--- Your goal ---
The records below should be written out again, exactly.

--- Records provided ---
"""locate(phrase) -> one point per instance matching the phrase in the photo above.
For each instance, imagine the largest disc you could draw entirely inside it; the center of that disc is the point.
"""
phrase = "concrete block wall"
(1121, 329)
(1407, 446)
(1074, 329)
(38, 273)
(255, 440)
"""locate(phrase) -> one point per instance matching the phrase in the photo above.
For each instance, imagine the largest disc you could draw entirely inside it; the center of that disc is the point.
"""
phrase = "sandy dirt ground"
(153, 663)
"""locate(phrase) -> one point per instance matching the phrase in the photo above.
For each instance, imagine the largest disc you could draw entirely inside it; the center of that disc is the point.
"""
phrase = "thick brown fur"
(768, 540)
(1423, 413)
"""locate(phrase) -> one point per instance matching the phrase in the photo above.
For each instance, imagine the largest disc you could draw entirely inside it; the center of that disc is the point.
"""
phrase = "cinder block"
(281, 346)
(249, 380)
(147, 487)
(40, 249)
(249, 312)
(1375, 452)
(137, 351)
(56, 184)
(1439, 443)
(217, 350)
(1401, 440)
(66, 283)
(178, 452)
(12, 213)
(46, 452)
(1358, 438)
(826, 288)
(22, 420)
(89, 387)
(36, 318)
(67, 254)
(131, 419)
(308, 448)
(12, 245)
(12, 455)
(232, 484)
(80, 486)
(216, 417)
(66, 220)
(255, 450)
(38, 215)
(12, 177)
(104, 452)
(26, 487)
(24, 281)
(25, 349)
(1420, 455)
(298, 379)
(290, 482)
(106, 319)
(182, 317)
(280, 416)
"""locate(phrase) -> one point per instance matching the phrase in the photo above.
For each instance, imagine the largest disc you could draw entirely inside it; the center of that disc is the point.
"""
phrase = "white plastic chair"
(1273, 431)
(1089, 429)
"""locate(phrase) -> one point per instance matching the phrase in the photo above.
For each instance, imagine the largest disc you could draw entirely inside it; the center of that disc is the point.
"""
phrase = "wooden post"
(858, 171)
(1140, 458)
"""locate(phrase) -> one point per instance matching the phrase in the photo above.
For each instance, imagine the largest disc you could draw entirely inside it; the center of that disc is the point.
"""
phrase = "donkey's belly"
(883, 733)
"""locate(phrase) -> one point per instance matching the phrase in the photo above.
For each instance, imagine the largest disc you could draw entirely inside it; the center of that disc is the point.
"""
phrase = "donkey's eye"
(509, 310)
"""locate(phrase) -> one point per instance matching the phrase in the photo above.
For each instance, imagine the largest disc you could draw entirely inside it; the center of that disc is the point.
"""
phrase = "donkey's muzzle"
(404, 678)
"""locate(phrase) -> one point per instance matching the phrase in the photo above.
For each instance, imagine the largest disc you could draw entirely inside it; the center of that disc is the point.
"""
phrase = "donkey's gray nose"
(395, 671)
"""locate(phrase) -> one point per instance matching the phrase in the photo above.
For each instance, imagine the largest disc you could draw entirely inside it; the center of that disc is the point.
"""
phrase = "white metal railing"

--- Reply to the task ---
"""locate(phrase) -> one point per instance matching the phrase in the photo above.
For each instance, imagine the largest disc you could draw entirely inside it; the center of that disc is the point.
"""
phrase = "concrete block wall"
(1121, 329)
(1407, 446)
(1074, 329)
(38, 273)
(255, 440)
"""locate(phrase) -> one point per instance matching the phrase in the photo above.
For each instance, imagine the largest disc you could draw entirely inside it; the center of that disc is the point.
"""
phrase = "sandy dirt ground"
(153, 663)
"""locate(phrase) -> one point per instance matching the phrase in the photo above.
For each instance, imagine the largest disc you could draw entirely inside it; the center of that disc is the point.
"""
phrase = "thick brown fur"
(768, 540)
(1423, 413)
"""locate(phrase) -> one point per instance matching the phrase in the photo above.
For each instance, imagine the largest disc you could draw entirely inside it; the center of that disc is the point.
"""
phrase = "cinder block"
(281, 346)
(249, 380)
(147, 487)
(40, 249)
(249, 312)
(1375, 452)
(137, 351)
(56, 184)
(1439, 443)
(217, 350)
(1401, 440)
(66, 283)
(178, 452)
(12, 213)
(46, 452)
(1358, 438)
(826, 288)
(22, 420)
(89, 387)
(36, 318)
(67, 254)
(131, 419)
(308, 448)
(12, 245)
(12, 455)
(232, 484)
(80, 486)
(216, 417)
(66, 220)
(255, 450)
(38, 215)
(12, 177)
(104, 452)
(26, 487)
(24, 281)
(25, 349)
(1420, 455)
(298, 379)
(290, 482)
(106, 319)
(182, 317)
(280, 416)
"""locate(phrase) -> one point per instance matching the phrase in the photo above.
For each instance, imagine the largest disc you could draw entirely inside it; the center of that disc is the point.
"""
phrase = "white plastic chair"
(1273, 431)
(1089, 429)
"""locate(phrase) -> one point per instance matching the phrase in the photo above.
For each instance, imagine the largest disc you could draw entirely inside it; the center of that disc is the point.
"""
phrase = "wooden post"
(858, 171)
(1140, 458)
"""locate(phrase) -> one point per instance matching the phrase in the photo above.
For each instance, imagine the largest disc you could draw entirely inside it; the center of that disc is the point.
"""
phrase = "donkey's belly"
(883, 733)
"""locate(phrase) -> one point per instance matching the phrase in the photo above.
For each instance, imagine the largest disc you could draw entirely inside it; the center of that disc is the point.
"""
phrase = "donkey's eye"
(509, 310)
"""locate(phrase) -> one point per instance matching the phrase in the photo above.
For each instance, imagine the largest disc you could draw entirely inside it; the center of that disc is the point.
"""
phrase = "donkey's muzzle"
(404, 678)
"""locate(phrase) -> one point per instance matching the phrase in the photo above.
For each instance, imagine the largest disc you could draw entirely inside it; the center of that disc is the point.
"""
phrase = "donkey's gray nose"
(395, 671)
"""locate(phrase) -> one point per instance matching the phrase in the photo above.
For each instance, imagine the largest disc you could draw entirely inside it; the center of that disc is the point.
"""
phrase = "white metal railing"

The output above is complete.